▶ EXERCISE DETAILS: In the passage about Mardi Gras in New Orleans, what food did the roommate feed the narrator during the recovery from the eye injury?

--- TEXT PASSAGE Enclosed Below ---

Waking up the next morning I wished I hadn’t. My head felt like overnight I’d had surgery and someone implanted a five pound lead sinker behind my right eye. Nothing in my previous experience prepared me for the excruciating anguish; it felt like I had a splinter in my eye. Realizing something was seriously wrong; I acknowledged that I required a physician’s services. Somehow managing to find a walk-in clinic, I spent the requisite $20 to find out that, “You have an abrasion of the eye”. Not sure what this meant, the doctor explained that it was a small cut on my eye. Evidently getting incredibly drunk, blacking out and not removing your contact lenses over a forty-eight plus hour plus period can create this condition. After receiving medication and being told to stay still, evidently walking around is not only throbbing torture but detrimental to the healing process, I managed to return to my lodgings.
The next four days I spent nursing my injured eye back to health. My hosts were gracious for the most part, but I could sense the restrained annoyance on the part of the reluctant roommate. However he nursed me back to health with a steady diet of red beans and rice. In good time I was able to continue my Mardi Gras shenanigans, however my partying was greatly restrained and I carefully monitored my alcohol intake.
One evening during the festivities I met a young lady who invited me back to her home. When we arrived I was duly impressed. It was in an old-money, expansive lawn, 100 year-old oak trees, two-story vintage historic home. Somewhere in the course of the evening it dawned on me that I was the entertainment; that this was a family tradition. Dinner was elegant, authentic New Orleans Creole cuisine and her parents were intensely gracious.
After dinner her father and I sat in the family room and had brandy and cigars. He began asking me questions and I began to spin out my story. He inquired about what I intended to do with my life. I mumbled something about wanting to help people. What he conveyed next stuck a nerve and resonated. He said, “First, you have to be in a position to help people.” In other words vagabonds were in no position to help anyone. A bit condescending but then I was only twenty-one and had my life in front of me. I decided it was good advice, but how I was going to get from A to B was poignantly unclear. The young lady made it clear as she dropped me off that this was a one night only event and that was fine with me. I later discerned that the evening was part of a ritual that was required as part of her family’s krewe. A Krewe (pronounced in the same way as "crew") is an organization that puts on a parade and or a ball for the Carnival season. The term is best known for its association with New Orleans Mardi Gras. (Wikipedia)

--- End of Enclosed TEXT PASSAGE ---
--- DATASET CONTENT Enclosed Below ---

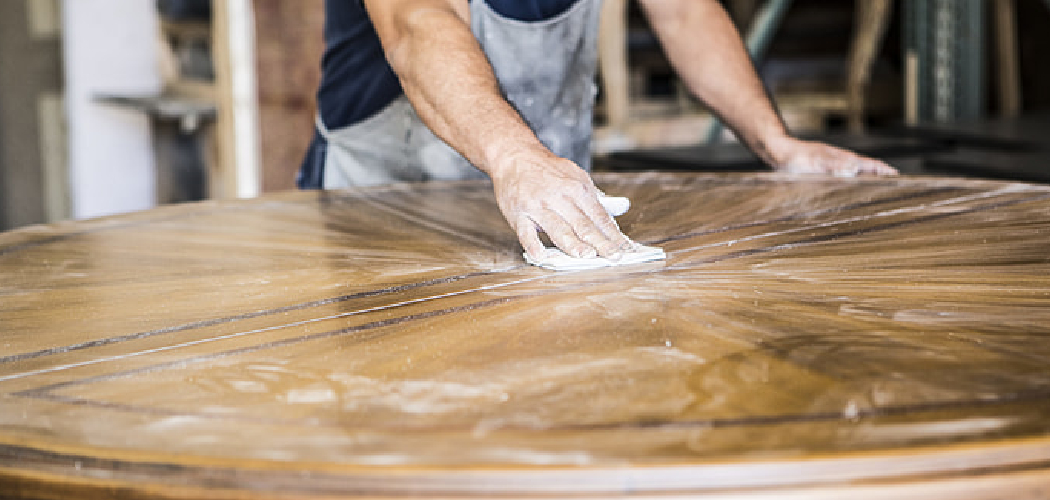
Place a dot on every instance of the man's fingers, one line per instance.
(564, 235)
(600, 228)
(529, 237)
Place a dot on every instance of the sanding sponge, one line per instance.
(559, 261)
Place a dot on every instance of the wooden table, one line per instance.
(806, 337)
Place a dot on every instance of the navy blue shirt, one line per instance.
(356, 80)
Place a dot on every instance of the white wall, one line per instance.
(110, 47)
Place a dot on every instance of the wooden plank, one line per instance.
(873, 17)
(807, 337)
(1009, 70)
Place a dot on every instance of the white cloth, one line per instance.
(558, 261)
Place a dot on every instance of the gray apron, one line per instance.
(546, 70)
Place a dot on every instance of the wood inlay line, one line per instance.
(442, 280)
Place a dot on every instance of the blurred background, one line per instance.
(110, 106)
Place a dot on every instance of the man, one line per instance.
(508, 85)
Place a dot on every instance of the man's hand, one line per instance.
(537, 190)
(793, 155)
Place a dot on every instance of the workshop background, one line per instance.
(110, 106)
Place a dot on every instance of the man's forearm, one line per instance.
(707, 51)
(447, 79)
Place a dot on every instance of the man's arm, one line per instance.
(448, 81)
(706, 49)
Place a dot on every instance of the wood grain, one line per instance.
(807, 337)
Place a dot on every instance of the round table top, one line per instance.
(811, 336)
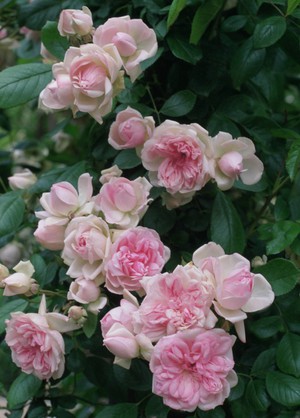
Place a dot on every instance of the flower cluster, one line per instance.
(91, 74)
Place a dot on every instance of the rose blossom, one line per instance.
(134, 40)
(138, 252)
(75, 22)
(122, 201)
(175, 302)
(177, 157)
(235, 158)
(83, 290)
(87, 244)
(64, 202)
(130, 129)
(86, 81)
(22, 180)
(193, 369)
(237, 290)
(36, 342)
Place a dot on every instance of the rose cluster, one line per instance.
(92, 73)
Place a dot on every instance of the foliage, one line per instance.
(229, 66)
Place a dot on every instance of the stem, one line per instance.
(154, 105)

--- End of Enclosed DATASET CONTENT ---
--- DATASET CONTENT Enclosed Below ---

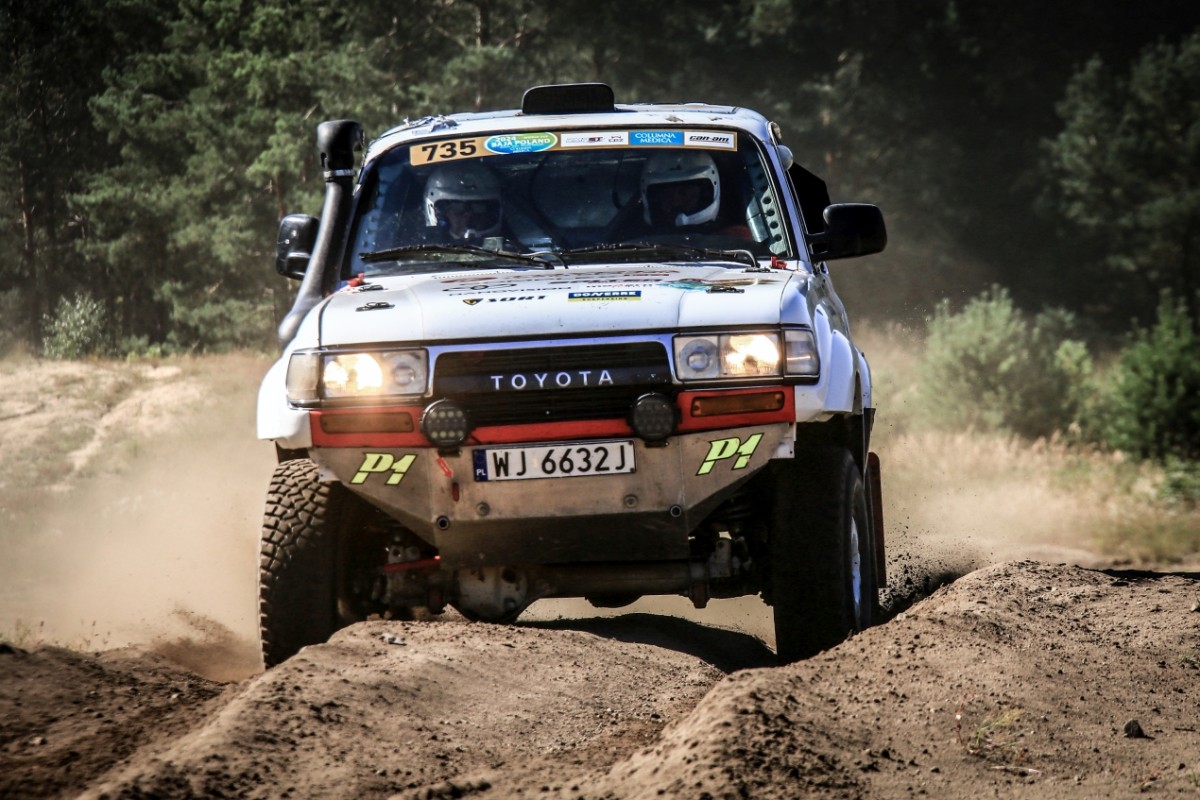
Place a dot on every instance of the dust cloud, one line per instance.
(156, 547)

--- End of Enclosed DATASET CONTENT ---

▶ RESPONSE FOR THIS EXERCISE: A steady diet of red beans and rice.